* Exercise
Pull out every line in the items below that contains the string "shirt", and copy those lines. Matches are case-sensitive.

* Extracted records
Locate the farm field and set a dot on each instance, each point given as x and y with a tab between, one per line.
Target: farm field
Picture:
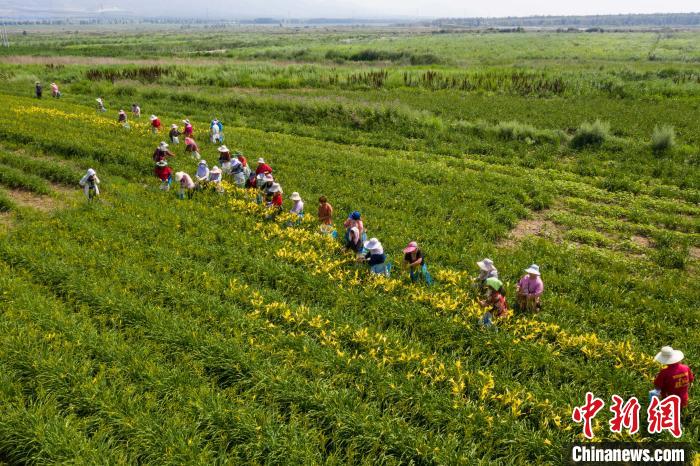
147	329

==

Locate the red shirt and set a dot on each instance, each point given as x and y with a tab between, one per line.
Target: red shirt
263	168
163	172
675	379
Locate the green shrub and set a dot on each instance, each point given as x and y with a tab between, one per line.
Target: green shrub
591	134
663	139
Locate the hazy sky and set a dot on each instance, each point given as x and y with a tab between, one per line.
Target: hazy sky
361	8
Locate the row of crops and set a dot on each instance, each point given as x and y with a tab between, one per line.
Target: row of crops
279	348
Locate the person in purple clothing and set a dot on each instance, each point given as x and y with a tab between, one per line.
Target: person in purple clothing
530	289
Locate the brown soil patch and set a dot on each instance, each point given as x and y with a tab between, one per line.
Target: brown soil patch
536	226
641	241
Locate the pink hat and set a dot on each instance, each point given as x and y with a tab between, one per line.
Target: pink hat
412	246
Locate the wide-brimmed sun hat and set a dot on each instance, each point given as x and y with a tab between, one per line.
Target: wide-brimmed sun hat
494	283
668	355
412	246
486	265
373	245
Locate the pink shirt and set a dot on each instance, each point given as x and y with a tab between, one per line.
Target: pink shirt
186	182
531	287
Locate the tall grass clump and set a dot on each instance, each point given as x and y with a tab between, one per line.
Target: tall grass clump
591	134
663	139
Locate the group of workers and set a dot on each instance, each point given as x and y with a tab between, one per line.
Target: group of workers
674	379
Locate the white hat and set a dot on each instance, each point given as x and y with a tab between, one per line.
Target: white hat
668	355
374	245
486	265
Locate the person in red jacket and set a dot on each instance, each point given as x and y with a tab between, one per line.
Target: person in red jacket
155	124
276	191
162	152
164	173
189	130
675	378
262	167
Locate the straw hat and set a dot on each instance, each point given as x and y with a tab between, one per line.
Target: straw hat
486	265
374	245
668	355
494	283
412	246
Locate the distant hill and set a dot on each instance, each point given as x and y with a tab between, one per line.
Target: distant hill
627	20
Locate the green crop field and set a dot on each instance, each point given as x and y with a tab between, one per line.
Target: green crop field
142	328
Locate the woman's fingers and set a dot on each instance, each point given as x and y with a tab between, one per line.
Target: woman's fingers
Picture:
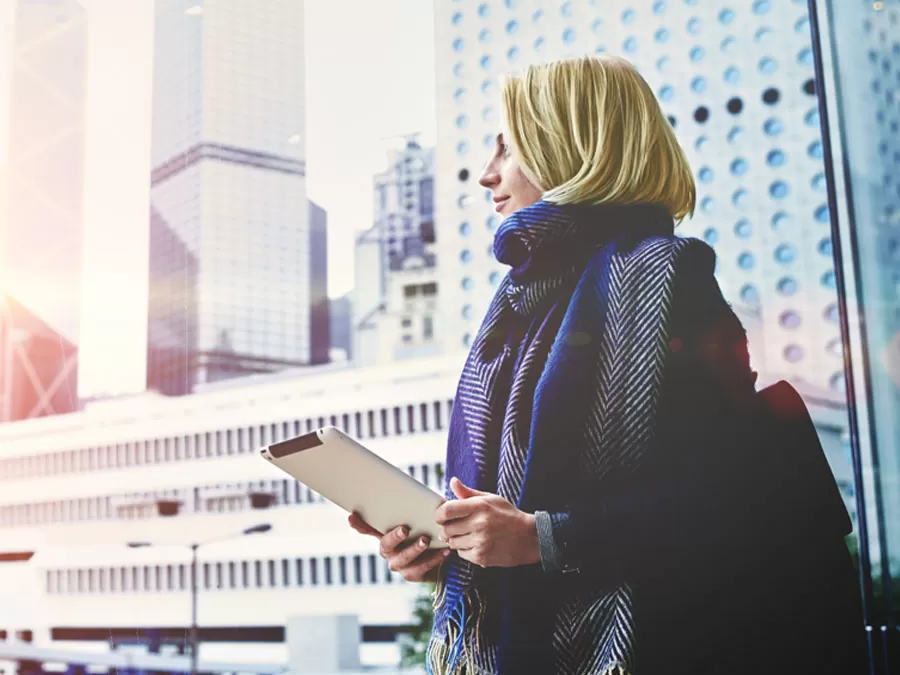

...

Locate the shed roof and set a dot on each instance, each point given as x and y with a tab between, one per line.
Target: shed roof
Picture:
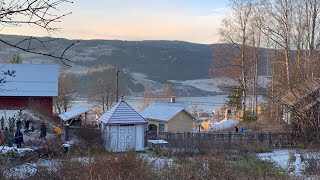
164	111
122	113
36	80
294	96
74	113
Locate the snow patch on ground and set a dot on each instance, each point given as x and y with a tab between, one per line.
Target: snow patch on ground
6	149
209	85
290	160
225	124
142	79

* Output of the task
Locate the red shirt and set a dot on each instance, each point given as x and y with a tab between, one per line.
Target: red shirt
Locate the pink shirt and set a dot on each instance, each point given as x and y with a tab between, one per line.
Target: pink shirt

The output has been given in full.